-- THE EXERCISE --
Show each line below that contains the word "leaf".

══ ENTRIES SUPPLIED

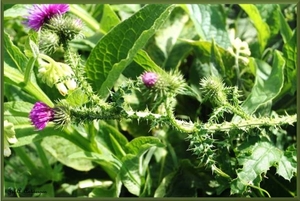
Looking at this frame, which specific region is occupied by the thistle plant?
[4,4,296,197]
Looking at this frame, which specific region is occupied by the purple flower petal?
[27,4,69,31]
[142,72,158,87]
[29,102,54,130]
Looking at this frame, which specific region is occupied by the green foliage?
[2,4,297,198]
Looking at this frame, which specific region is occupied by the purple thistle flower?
[29,102,54,130]
[142,72,158,87]
[27,4,69,31]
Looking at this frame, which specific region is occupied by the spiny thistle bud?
[29,102,54,130]
[38,54,77,96]
[26,4,69,31]
[142,72,158,87]
[200,76,227,106]
[47,15,83,44]
[3,120,18,157]
[39,30,60,54]
[29,102,70,130]
[140,71,186,99]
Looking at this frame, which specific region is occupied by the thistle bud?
[38,55,77,96]
[200,76,227,106]
[3,120,18,157]
[142,72,158,87]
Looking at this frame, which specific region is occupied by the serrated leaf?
[186,4,231,49]
[3,31,28,72]
[183,40,243,85]
[231,141,296,194]
[239,4,270,55]
[242,51,285,114]
[85,4,174,98]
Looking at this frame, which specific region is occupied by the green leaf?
[89,176,122,198]
[4,101,33,126]
[184,40,244,85]
[186,4,231,49]
[41,136,94,171]
[276,145,297,181]
[239,4,270,55]
[125,136,164,155]
[24,57,36,85]
[85,4,174,98]
[4,63,54,107]
[3,31,28,72]
[242,51,285,114]
[120,154,142,196]
[278,6,293,43]
[282,31,297,95]
[256,4,281,37]
[96,122,128,160]
[100,4,120,33]
[134,50,163,73]
[66,88,89,106]
[231,141,283,194]
[24,30,40,58]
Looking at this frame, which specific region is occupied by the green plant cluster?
[3,4,297,197]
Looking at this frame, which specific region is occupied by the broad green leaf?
[239,4,270,55]
[100,4,120,33]
[255,4,281,37]
[85,4,174,98]
[184,40,245,85]
[154,7,189,60]
[24,57,36,85]
[278,6,293,43]
[231,141,283,194]
[154,159,205,197]
[134,50,163,73]
[120,154,142,196]
[120,137,164,196]
[69,150,122,175]
[66,88,89,106]
[3,32,28,72]
[186,4,231,49]
[164,42,193,71]
[4,63,54,107]
[242,51,285,114]
[96,122,128,160]
[282,31,297,95]
[69,4,100,32]
[41,136,95,171]
[125,136,164,154]
[32,182,55,198]
[210,40,226,77]
[89,177,122,198]
[276,145,297,181]
[24,30,40,58]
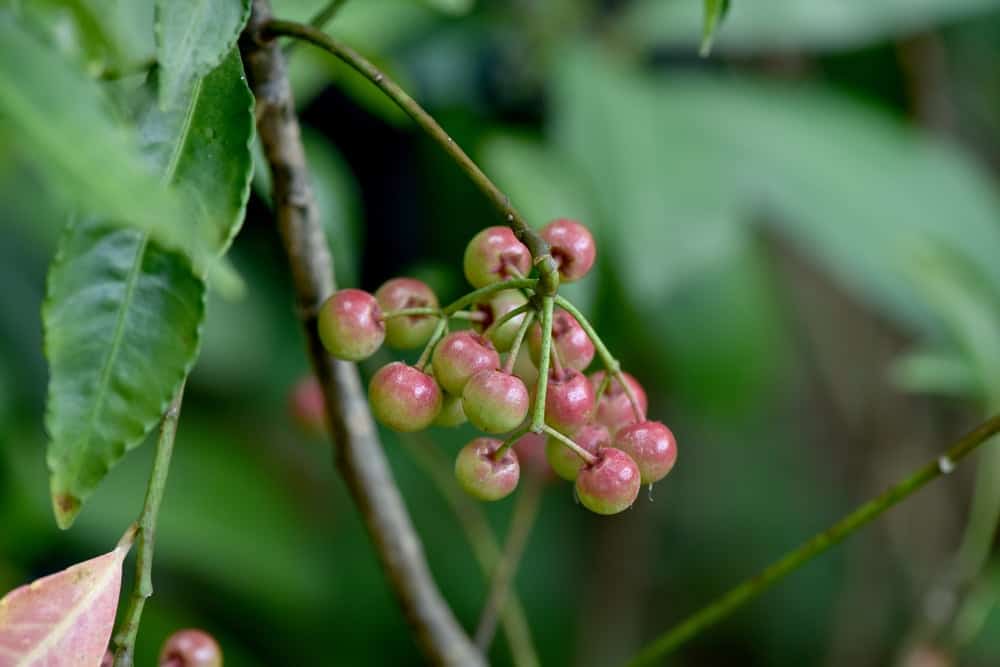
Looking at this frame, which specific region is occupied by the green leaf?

════

-- RESPONSE --
Looking at this frame, which specific region is occupied by the serrated leaf?
Looking at this frame, which specific region is occupied by the green leaf?
Looking at this frame, which specific region is occupied by the broad green leaf?
Looking at this frame, which specific region is occupied by the green leaf?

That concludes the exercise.